Start Excerpted data

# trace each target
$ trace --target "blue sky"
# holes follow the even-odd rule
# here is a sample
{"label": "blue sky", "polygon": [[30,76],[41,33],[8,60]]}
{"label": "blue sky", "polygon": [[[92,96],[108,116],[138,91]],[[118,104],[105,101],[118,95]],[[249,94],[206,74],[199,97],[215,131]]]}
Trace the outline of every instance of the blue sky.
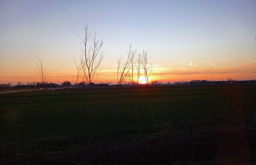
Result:
{"label": "blue sky", "polygon": [[0,0],[0,83],[36,79],[39,57],[50,75],[68,78],[75,70],[73,56],[78,60],[80,53],[77,34],[83,35],[87,22],[103,38],[103,72],[114,72],[116,59],[132,44],[138,52],[147,51],[160,66],[156,71],[169,73],[165,80],[175,79],[181,71],[179,79],[199,79],[187,71],[209,69],[222,71],[211,79],[222,80],[231,72],[225,69],[248,65],[250,71],[224,78],[241,74],[246,79],[247,73],[247,79],[256,78],[255,0]]}

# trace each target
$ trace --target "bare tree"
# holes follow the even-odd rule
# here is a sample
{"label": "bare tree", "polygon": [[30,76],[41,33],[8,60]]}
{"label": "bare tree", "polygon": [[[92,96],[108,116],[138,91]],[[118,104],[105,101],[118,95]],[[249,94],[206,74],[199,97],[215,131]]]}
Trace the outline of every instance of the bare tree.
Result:
{"label": "bare tree", "polygon": [[148,91],[148,80],[149,79],[149,76],[151,74],[151,72],[153,70],[154,64],[149,62],[147,59],[147,55],[146,51],[143,50],[142,54],[139,54],[139,56],[140,63],[141,66],[143,74],[146,80],[146,85],[147,86],[147,92],[148,97],[148,100],[149,103],[149,108],[151,111],[151,114],[152,114],[154,125],[156,127],[156,132],[157,134],[157,126],[155,120],[155,117],[154,117],[154,114],[151,105],[151,101],[149,95],[149,93]]}
{"label": "bare tree", "polygon": [[117,94],[118,93],[118,90],[120,86],[123,84],[127,79],[128,78],[129,74],[130,65],[132,59],[134,58],[134,56],[136,54],[134,53],[134,51],[132,50],[131,45],[130,45],[129,52],[127,51],[127,57],[126,60],[123,62],[123,58],[121,56],[120,57],[120,58],[119,59],[117,59],[117,85],[116,86],[116,87],[113,95],[113,97],[112,99],[110,107],[108,113],[106,114],[104,130],[105,136],[107,121],[109,116],[110,112],[112,110],[114,101],[116,99]]}
{"label": "bare tree", "polygon": [[[131,50],[131,45],[130,46],[130,52],[131,52],[133,55],[131,57],[131,64],[130,64],[130,72],[129,79],[132,84],[134,89],[134,102],[135,103],[135,116],[137,123],[137,127],[139,132],[139,136],[140,136],[140,130],[139,124],[139,118],[138,114],[138,107],[137,107],[137,91],[139,84],[139,79],[140,75],[140,64],[139,58],[137,56],[137,49]],[[136,58],[137,57],[137,59]],[[137,72],[136,72],[137,71]]]}
{"label": "bare tree", "polygon": [[38,127],[38,125],[37,121],[35,117],[35,120],[36,120],[37,125],[38,126],[39,132],[40,133],[41,135],[41,149],[43,149],[43,136],[44,130],[44,103],[45,100],[45,87],[44,84],[47,83],[49,80],[50,78],[48,78],[48,74],[46,73],[45,71],[45,69],[44,68],[43,66],[43,61],[42,60],[40,59],[39,57],[38,57],[38,59],[39,60],[39,63],[36,62],[36,64],[37,64],[37,70],[36,71],[36,73],[37,75],[39,77],[41,80],[41,83],[43,84],[43,105],[42,105],[42,124],[41,129],[40,129]]}
{"label": "bare tree", "polygon": [[[88,143],[91,145],[91,134],[92,120],[93,115],[93,102],[92,83],[94,83],[99,72],[99,67],[100,63],[104,57],[103,51],[100,51],[103,45],[103,38],[101,41],[97,40],[96,31],[93,35],[88,30],[88,24],[85,25],[84,37],[83,38],[78,35],[83,42],[83,46],[81,44],[81,50],[82,54],[81,55],[81,66],[86,81],[89,85],[90,93],[90,107],[88,108],[88,117],[89,120],[89,135]],[[90,44],[88,43],[90,39],[92,42]],[[84,57],[84,58],[83,57]],[[79,65],[78,65],[79,66]],[[79,70],[78,69],[78,70]]]}
{"label": "bare tree", "polygon": [[40,78],[42,84],[46,84],[48,82],[50,77],[48,78],[48,74],[46,73],[45,69],[44,69],[43,67],[42,60],[40,59],[39,57],[38,59],[39,60],[39,63],[38,63],[36,62],[36,64],[37,64],[37,70],[36,71],[36,73]]}

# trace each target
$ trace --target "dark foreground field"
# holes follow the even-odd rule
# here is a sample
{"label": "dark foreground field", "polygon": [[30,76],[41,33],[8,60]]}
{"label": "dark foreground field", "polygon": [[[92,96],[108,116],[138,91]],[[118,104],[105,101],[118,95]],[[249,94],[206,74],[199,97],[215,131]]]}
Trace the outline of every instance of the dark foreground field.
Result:
{"label": "dark foreground field", "polygon": [[[141,86],[135,90],[121,87],[113,99],[115,89],[115,87],[93,89],[91,145],[103,147],[110,143],[132,143],[134,139],[155,137],[146,88]],[[213,109],[215,128],[227,123],[230,109],[230,123],[246,121],[255,97],[256,86],[150,86],[149,90],[159,133],[170,127],[172,133],[185,135],[190,132],[191,123],[193,132],[210,129]],[[0,95],[0,164],[15,160],[18,153],[66,152],[87,147],[89,91],[88,88],[60,89]],[[250,114],[250,119],[255,110]],[[141,136],[138,136],[138,125]],[[248,162],[255,163],[255,159],[248,153]]]}

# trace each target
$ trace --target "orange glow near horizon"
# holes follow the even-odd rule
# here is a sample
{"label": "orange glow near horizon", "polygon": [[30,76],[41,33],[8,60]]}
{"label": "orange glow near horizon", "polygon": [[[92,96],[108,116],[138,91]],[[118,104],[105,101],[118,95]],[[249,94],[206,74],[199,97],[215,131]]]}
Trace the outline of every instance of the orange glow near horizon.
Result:
{"label": "orange glow near horizon", "polygon": [[[170,81],[173,83],[176,81],[189,81],[192,80],[206,80],[210,81],[222,81],[226,80],[228,78],[233,79],[234,80],[250,80],[256,79],[256,63],[239,66],[233,67],[214,67],[211,68],[203,69],[200,67],[191,68],[188,67],[186,69],[178,68],[168,68],[156,67],[149,76],[149,83],[153,81],[161,81],[162,83],[167,83]],[[73,84],[76,81],[76,72],[75,71],[64,71],[58,72],[49,71],[48,76],[50,78],[49,82],[59,84],[67,80]],[[96,83],[103,82],[103,83],[110,83],[111,84],[117,83],[117,72],[115,70],[102,70],[100,71]],[[34,72],[6,72],[0,71],[1,77],[0,84],[7,83],[11,82],[13,85],[16,85],[20,82],[24,84],[27,82],[32,82],[40,81],[39,77]],[[73,75],[73,76],[72,76]],[[137,77],[135,77],[137,81]],[[145,84],[146,83],[145,77],[142,74],[140,76],[139,83]],[[80,78],[78,82],[82,81],[82,79]],[[124,83],[128,83],[128,79]]]}

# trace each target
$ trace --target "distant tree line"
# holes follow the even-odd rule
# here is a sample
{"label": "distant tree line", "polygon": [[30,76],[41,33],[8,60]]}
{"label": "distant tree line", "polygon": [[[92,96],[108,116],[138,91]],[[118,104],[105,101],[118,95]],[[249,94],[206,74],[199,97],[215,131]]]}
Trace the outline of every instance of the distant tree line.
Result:
{"label": "distant tree line", "polygon": [[[168,83],[169,84],[169,83]],[[190,81],[176,81],[173,84],[177,85],[196,85],[196,84],[256,84],[256,80],[251,80],[237,81],[233,80],[232,79],[228,79],[227,81],[209,81],[192,80]]]}

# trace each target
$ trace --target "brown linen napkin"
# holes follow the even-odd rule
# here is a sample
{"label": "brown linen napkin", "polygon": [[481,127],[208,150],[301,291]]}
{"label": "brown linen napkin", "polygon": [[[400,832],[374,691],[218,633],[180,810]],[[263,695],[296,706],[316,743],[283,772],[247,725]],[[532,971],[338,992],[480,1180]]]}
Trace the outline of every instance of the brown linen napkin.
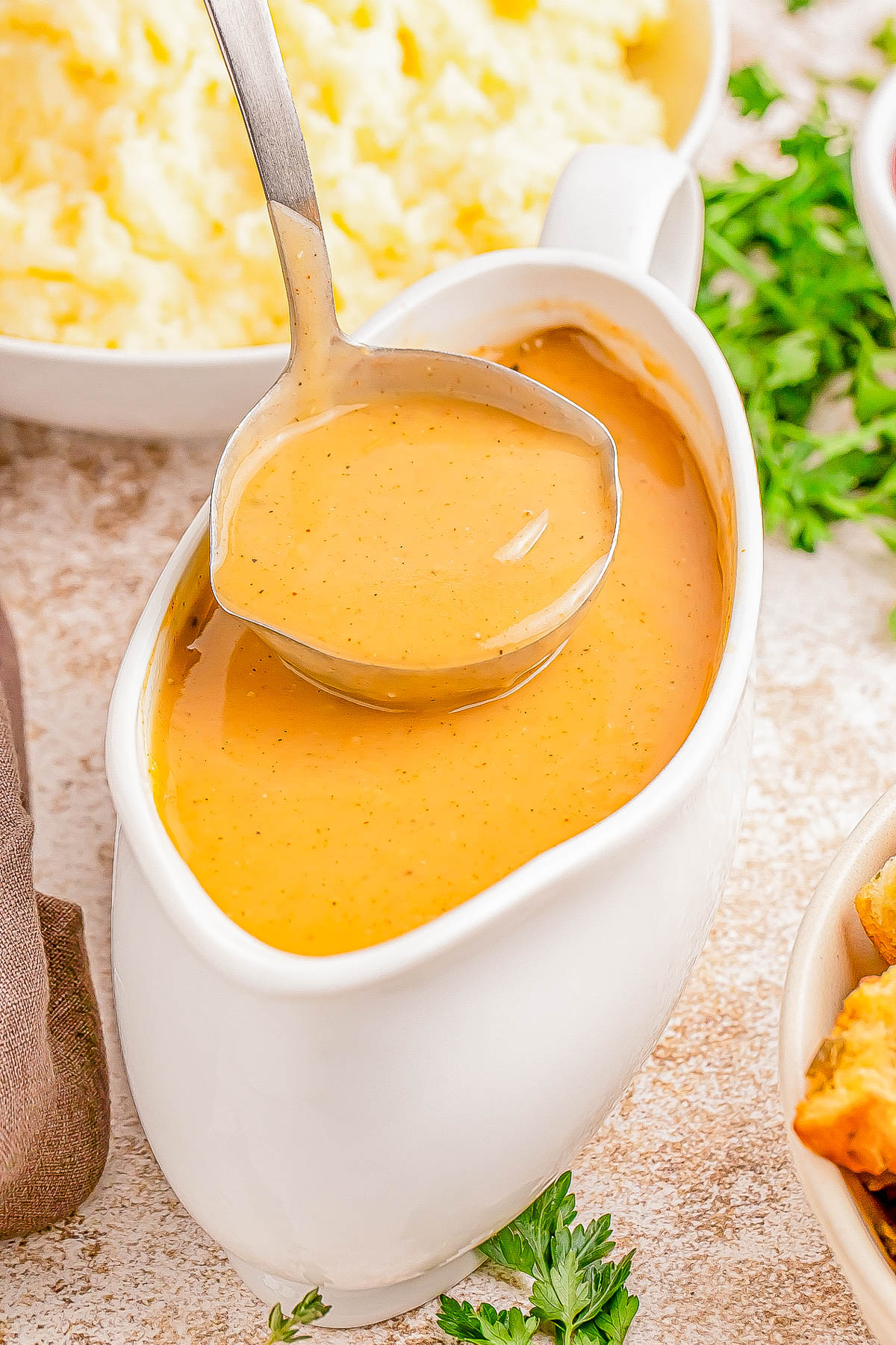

End Excerpted data

### Task brief
Which rows above contain the string "distant"? Pull out each of them, treating case as significant.

### Expected output
$ trace --target "distant tree line"
{"label": "distant tree line", "polygon": [[30,76],[41,33],[8,60]]}
{"label": "distant tree line", "polygon": [[[92,96],[108,116],[138,91]],[[118,104],[105,101],[118,95]],[[249,94],[206,74],[199,97],[215,131]]]}
Trace the outline of every instance of the distant tree line.
{"label": "distant tree line", "polygon": [[[168,83],[169,84],[169,83]],[[190,81],[176,81],[173,84],[177,85],[196,85],[196,84],[256,84],[256,80],[251,80],[237,81],[233,80],[232,79],[228,79],[227,81],[209,81],[192,80]]]}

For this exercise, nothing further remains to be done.